> **List of tasks**
• 1. Repeat the job posting from "Fixed-term: The funds" to "Mitochondrial Biology Unit." word for word.
• 2. For each statement, say yes or no to whether the job posting supports it, and quote the words that decide it: (a) The funds for the post are available until 30 September 2028 in the first instance. (b) The project will draw on UK Biobank as its only whole genome sequence dataset. (c) Down-stream functional work will include proteomic datasets.

> **Source text**
-*-*-
Fixed-term: The funds for this post are available until 30 September 2028 in the first instance.

The University of Cambridge wishes to appoint a talented senior postdoctoral research associate in bioinformatics/computational biology and statistical genetics to join a team of clinical, laboratory and computational scientists in the research groups of Prof Patrick Chinnery, Prof Rita Horvath and Dr Jelle van den Ameele at the Department of Clinical Neurosciences and the MRC Mitochondrial Biology Unit.

The post holder will lead an exciting project to discover how nuclear DNA and mitochondrial DNA (mtDNA) interact in the human population. They will then determine whether the disruption of these interactions contributes to common late onset diseases including neurodegenerative disorders.

Human mitochondria incorporate ~1100 proteins which are encoded two distinct genomes: nuclear DNA and mtDNA. Although inherited by totally different mechanisms, the proteins encoded by nDNA and mtDNA directly interact and are essential for mitochondrial function. Preliminary evidence indicates that the two genomes have co-evolved in the human population, but the underlying genetic mechanisms for this interaction are now known. The post holder will harness the power of very large whole genome sequence datasets, including UK Biobank and the NIHR BioResource, to establish a framework to look for nuclear-mtDNA epistasis and determine whether specific nuclear-mtDNA interactions are under selection at the population level. This will form the basis for human disease studies, where a disruption of the normal balance between nuclear genes and mtDNA contributes to neurodegenerative diseases. Down-stream functional work will include transcriptomic and metabolomic datasets.
-*-*-
> **Dataset entries**
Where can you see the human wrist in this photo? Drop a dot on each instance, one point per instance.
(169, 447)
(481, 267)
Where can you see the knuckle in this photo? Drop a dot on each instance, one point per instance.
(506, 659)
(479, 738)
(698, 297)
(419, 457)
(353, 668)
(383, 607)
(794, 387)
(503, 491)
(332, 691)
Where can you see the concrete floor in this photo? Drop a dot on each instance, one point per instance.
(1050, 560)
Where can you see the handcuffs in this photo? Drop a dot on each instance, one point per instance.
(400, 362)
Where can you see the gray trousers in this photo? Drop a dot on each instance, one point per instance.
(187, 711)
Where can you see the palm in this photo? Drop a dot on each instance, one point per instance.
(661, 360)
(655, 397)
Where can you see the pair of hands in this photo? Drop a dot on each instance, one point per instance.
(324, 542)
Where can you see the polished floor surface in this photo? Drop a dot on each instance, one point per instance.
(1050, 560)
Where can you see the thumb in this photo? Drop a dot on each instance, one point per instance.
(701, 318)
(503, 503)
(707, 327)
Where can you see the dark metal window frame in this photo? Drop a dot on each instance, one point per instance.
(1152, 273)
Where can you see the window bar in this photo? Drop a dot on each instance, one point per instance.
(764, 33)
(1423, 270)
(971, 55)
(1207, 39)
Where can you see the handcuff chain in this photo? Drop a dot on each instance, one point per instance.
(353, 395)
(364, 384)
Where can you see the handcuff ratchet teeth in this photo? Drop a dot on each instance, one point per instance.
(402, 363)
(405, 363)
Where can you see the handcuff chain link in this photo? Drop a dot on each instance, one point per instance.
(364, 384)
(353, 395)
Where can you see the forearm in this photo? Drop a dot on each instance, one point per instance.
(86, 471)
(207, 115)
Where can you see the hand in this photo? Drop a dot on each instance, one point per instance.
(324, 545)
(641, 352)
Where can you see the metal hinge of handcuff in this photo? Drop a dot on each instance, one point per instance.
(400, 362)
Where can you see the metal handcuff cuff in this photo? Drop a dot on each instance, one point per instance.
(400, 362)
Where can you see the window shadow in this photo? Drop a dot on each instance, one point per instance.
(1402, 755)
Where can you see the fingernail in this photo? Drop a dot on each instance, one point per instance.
-*-*-
> **Results**
• 1.
Fixed-term: The funds for this post are available until 30 September 2028 in the first instance.

The University of Cambridge wishes to appoint a talented senior postdoctoral research associate in bioinformatics/computational biology and statistical genetics to join a team of clinical, laboratory and computational scientists in the research groups of Prof Patrick Chinnery, Prof Rita Horvath and Dr Jelle van den Ameele at the Department of Clinical Neurosciences and the MRC Mitochondrial Biology Unit.

• 2.
(a) Yes: "The funds for this post are available until 30 September 2028 in the first instance."
(b) No: "very large whole genome sequence datasets, including UK Biobank and the NIHR BioResource"
(c) No: "Down-stream functional work will include transcriptomic and metabolomic datasets."